Records for processing

↓↓↓

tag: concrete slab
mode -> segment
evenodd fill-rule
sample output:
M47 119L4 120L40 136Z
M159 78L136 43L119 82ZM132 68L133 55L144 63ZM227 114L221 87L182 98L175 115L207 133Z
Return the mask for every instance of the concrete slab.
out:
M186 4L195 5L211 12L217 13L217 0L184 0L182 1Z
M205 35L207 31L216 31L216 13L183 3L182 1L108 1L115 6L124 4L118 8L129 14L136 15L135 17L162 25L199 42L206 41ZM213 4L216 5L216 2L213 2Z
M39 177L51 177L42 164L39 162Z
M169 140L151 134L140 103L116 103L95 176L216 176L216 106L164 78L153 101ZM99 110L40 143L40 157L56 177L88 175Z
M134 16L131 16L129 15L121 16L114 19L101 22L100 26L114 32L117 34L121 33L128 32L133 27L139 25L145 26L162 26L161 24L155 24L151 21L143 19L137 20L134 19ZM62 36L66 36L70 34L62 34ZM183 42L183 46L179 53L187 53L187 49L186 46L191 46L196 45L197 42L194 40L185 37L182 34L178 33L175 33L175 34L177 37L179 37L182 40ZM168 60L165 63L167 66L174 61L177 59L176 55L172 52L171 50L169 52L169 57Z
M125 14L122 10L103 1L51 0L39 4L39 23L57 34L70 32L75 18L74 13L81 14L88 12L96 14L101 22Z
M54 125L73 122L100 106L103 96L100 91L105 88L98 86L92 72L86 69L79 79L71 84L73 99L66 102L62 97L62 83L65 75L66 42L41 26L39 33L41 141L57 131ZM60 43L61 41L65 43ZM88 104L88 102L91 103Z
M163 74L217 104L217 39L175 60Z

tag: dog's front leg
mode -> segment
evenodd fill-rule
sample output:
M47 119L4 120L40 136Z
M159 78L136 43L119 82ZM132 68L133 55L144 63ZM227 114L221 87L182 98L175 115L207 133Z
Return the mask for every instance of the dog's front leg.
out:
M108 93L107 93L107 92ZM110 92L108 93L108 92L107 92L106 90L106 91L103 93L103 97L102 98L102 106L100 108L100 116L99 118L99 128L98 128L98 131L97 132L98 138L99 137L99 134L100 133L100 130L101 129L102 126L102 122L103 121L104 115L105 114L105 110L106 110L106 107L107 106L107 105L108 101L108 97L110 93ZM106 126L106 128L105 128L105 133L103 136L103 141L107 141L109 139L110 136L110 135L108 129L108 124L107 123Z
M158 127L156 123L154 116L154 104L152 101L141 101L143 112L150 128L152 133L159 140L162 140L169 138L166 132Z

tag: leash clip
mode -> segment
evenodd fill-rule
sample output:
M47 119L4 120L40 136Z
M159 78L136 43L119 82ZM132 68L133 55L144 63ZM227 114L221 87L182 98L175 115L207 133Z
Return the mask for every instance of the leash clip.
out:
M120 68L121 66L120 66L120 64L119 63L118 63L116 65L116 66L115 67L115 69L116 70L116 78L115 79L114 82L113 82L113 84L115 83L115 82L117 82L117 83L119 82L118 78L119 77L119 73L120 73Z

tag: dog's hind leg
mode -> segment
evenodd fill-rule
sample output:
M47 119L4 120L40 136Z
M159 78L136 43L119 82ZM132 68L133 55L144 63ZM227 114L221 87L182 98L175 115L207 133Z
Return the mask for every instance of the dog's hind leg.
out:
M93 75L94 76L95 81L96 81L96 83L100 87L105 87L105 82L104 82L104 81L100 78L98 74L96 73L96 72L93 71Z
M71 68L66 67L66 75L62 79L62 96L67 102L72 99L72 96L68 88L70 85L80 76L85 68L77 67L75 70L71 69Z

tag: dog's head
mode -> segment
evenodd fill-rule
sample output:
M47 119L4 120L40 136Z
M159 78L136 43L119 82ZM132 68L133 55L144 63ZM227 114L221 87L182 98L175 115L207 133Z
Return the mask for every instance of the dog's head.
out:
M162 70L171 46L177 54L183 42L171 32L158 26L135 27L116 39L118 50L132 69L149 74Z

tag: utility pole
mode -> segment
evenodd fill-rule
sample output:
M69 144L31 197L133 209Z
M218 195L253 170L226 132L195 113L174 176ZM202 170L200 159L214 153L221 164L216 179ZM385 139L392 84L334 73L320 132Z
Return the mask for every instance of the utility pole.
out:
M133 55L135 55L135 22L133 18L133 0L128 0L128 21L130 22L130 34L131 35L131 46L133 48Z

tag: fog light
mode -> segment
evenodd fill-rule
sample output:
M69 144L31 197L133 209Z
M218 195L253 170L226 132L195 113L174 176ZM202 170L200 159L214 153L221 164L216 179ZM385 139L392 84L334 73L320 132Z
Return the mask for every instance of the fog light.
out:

↑↑↑

Requirements
Copy the material again from the line holding "tag: fog light" through the end of the material, inclusive. Change every "fog light" to "headlight" and keep everything else the same.

Result of this exercise
tag: headlight
mode -> segment
evenodd fill-rule
sample output:
M69 144L31 197L133 209Z
M218 195L253 170L226 132L195 113L174 176ZM202 170L200 159L214 153L221 164L216 179ZM385 139L392 84L334 73L320 132Z
Return the mask for every instance of the headlight.
out:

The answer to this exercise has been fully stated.